CONSIGNE 1: Filtrez les enregistrements pour ne garder que les lignes qui contiennent la chaîne « railing ». La casse compte.

CAA Lyon, 2ème chambre – N° 11LY00558 – SARL Merlett France – 28 octobre 2011 – C+

Requête jointe : 11LY01754

L'article 1er de l'arrêt de la Cour est annulé par le Conseil d'Etat :voir CE - 25 mars 2013 - N° 355035 - B

Juridiction : CAA Lyon

Numéro de la décision : 11LY00558

Numéro Légifrance : CETATEXT000024755135

Date de la décision : 28 octobre 2011

Code de publication : C+

Index

Mots-clés

BIC, Décision de gestion, Erreur comptable

Rubriques

Fiscalité

Résumé

Évaluation de l'actif - Théorie du bilan - Décision de gestion et erreur comptable - 1) Décision de gestion - Condition - Existence d'une faculté juridique d'option - Conséquence - Avance financière envisagée par une société mère au profit de sa filiale ne présentant pas de caractère certain - Inscription par la filiale de cette somme au compte " emprunts soumis à des conditions particulières " et enregistrement de la contrepartie au débit du compte fournisseur de la société mère avec diminution d'autant du solde de ce compte - Erreur comptable de la filiale - Existence - 2) Caractère rectifiable ou délibéré de cette erreur - Incidence sur le bénéfice net (art. 38, 2 du CGI) - Absence, cette erreur n'ayant pas eu pour conséquence d'augmenter l'actif net.

CONSIGNE 2: Recopiez à l'identique et en entier le texte ci-dessus sur l'arrêt de la CAA de Lyon.

Données sources:
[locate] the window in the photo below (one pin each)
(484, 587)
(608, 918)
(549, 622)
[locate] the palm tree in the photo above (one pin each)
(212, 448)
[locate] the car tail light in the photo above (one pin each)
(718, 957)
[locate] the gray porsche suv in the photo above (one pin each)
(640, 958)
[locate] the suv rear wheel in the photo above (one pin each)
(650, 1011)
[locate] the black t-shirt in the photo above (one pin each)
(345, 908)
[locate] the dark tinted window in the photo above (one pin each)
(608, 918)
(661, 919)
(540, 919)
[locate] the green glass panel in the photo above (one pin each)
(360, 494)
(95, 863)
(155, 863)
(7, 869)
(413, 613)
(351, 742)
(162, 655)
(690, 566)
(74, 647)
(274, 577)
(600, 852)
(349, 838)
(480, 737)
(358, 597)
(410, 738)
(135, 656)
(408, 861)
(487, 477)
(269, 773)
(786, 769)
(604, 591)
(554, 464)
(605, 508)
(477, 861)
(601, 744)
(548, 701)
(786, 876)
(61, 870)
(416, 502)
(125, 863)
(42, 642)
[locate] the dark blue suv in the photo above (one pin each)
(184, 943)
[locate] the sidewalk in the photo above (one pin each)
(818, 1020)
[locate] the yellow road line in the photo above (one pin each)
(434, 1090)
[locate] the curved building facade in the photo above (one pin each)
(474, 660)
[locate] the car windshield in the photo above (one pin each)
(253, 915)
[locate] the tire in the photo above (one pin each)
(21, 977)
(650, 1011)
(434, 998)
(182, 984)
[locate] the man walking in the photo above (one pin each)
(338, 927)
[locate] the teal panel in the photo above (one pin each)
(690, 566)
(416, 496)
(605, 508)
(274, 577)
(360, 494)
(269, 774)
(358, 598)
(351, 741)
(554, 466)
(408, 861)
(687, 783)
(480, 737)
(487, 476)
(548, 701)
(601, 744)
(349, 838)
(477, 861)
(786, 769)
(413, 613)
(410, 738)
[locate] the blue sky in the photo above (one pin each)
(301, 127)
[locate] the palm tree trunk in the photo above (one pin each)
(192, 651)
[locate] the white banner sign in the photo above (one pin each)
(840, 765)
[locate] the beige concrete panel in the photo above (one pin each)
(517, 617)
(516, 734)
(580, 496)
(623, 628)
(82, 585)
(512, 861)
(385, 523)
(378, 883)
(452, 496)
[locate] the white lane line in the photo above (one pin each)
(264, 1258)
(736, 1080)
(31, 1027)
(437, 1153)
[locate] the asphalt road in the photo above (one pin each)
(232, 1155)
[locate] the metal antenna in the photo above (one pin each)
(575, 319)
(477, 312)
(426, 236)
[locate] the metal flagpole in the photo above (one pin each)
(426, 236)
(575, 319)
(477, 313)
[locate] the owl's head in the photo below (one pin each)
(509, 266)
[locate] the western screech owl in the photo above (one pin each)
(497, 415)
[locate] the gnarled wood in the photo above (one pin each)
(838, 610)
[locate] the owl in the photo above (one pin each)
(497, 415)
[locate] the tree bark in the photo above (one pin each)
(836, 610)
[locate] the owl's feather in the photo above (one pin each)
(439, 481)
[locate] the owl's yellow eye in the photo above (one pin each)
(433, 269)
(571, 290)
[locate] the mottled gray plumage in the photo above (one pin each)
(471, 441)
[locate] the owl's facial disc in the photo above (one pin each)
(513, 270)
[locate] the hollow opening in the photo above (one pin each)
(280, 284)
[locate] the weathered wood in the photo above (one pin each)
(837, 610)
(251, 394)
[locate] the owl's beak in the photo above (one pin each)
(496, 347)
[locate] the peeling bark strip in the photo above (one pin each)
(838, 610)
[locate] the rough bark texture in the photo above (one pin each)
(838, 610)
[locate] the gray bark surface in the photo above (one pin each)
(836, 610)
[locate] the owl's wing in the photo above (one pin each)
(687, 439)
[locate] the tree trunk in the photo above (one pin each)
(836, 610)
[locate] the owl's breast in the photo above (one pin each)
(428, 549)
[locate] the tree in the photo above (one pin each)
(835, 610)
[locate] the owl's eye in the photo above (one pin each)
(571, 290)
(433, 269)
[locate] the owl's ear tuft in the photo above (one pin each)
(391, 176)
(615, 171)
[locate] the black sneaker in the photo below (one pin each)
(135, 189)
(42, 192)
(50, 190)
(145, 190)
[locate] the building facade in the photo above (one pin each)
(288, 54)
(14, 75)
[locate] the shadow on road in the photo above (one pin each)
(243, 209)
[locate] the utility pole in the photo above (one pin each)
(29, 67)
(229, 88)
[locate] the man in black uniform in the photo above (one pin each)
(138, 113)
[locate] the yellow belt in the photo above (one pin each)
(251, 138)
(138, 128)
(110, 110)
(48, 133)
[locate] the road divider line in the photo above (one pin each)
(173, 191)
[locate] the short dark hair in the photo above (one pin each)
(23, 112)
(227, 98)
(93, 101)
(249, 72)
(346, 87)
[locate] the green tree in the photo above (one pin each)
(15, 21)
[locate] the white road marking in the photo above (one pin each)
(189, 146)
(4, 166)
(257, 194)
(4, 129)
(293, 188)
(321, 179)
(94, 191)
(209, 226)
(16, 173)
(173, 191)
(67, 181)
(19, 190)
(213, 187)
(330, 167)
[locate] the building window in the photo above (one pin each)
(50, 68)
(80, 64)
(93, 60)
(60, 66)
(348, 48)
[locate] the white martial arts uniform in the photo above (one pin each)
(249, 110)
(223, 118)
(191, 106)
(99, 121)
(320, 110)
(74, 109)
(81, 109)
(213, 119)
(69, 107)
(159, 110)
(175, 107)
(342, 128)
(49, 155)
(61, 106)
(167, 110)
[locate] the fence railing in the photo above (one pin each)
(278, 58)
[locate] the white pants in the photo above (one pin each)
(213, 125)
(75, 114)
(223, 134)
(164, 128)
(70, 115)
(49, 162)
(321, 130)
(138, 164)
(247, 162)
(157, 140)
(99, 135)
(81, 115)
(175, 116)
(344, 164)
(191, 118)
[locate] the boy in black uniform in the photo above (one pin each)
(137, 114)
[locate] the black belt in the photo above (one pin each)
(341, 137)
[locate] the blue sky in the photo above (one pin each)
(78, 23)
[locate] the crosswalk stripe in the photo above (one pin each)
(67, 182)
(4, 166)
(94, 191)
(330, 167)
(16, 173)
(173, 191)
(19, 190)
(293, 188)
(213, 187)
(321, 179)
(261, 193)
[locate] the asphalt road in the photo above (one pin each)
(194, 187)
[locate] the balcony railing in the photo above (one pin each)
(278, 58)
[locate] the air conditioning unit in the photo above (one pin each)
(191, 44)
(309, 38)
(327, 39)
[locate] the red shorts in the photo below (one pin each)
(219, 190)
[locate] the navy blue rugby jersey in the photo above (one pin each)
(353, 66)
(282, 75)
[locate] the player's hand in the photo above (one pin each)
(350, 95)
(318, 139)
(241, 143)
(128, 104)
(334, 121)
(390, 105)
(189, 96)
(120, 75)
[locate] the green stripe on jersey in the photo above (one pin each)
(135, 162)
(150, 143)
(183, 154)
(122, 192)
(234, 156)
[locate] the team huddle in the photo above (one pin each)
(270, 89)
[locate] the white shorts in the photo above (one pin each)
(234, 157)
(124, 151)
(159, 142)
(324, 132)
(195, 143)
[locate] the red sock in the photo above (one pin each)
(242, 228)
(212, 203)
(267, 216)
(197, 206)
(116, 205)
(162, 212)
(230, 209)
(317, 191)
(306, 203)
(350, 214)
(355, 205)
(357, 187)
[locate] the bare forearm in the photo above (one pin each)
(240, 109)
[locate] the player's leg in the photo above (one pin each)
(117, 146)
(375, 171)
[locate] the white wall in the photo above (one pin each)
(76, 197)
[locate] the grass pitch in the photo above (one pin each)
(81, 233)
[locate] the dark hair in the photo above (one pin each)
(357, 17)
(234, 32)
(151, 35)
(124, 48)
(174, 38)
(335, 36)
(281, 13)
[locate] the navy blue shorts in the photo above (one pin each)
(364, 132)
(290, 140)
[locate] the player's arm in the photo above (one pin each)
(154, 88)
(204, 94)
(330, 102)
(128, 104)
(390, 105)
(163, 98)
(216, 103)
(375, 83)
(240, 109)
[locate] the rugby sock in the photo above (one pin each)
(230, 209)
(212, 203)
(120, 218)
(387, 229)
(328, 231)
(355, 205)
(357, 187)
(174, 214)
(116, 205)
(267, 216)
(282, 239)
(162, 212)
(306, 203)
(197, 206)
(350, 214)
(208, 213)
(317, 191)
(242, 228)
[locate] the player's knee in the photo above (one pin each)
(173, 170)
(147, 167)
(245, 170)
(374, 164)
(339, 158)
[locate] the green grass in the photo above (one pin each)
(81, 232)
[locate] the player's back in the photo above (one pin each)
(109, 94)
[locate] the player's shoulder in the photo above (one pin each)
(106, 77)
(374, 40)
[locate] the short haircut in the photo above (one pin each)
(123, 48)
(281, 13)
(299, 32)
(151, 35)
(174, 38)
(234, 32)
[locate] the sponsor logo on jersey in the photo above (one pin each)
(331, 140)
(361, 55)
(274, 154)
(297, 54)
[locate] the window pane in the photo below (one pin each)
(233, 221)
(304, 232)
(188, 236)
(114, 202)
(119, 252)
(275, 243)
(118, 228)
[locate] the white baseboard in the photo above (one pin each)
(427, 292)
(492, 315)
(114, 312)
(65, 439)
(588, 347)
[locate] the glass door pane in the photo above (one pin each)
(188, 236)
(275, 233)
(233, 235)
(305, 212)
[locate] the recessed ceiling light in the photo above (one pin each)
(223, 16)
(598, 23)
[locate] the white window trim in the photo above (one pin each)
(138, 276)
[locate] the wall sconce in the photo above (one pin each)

RÉSULTAT DE L'EXERCICE 1:
[locate] the fence railing in the photo above (one pin each)
[locate] the balcony railing in the photo above (one pin each)

RÉSULTAT DE L'EXERCICE 2:
CAA Lyon, 2ème chambre – N° 11LY00558 – SARL Merlett France – 28 octobre 2011 – C+

Requête jointe : 11LY01754

L'article 1er de l'arrêt de la Cour est annulé par le Conseil d'Etat :voir CE - 25 mars 2013 - N° 355035 - B

Juridiction : CAA Lyon

Numéro de la décision : 11LY00558

Numéro Légifrance : CETATEXT000024755135

Date de la décision : 28 octobre 2011

Code de publication : C+

Index

Mots-clés

BIC, Décision de gestion, Erreur comptable

Rubriques

Fiscalité

Résumé

Évaluation de l'actif - Théorie du bilan - Décision de gestion et erreur comptable - 1) Décision de gestion - Condition - Existence d'une faculté juridique d'option - Conséquence - Avance financière envisagée par une société mère au profit de sa filiale ne présentant pas de caractère certain - Inscription par la filiale de cette somme au compte " emprunts soumis à des conditions particulières " et enregistrement de la contrepartie au débit du compte fournisseur de la société mère avec diminution d'autant du solde de ce compte - Erreur comptable de la filiale - Existence - 2) Caractère rectifiable ou délibéré de cette erreur - Incidence sur le bénéfice net (art. 38, 2 du CGI) - Absence, cette erreur n'ayant pas eu pour conséquence d'augmenter l'actif net.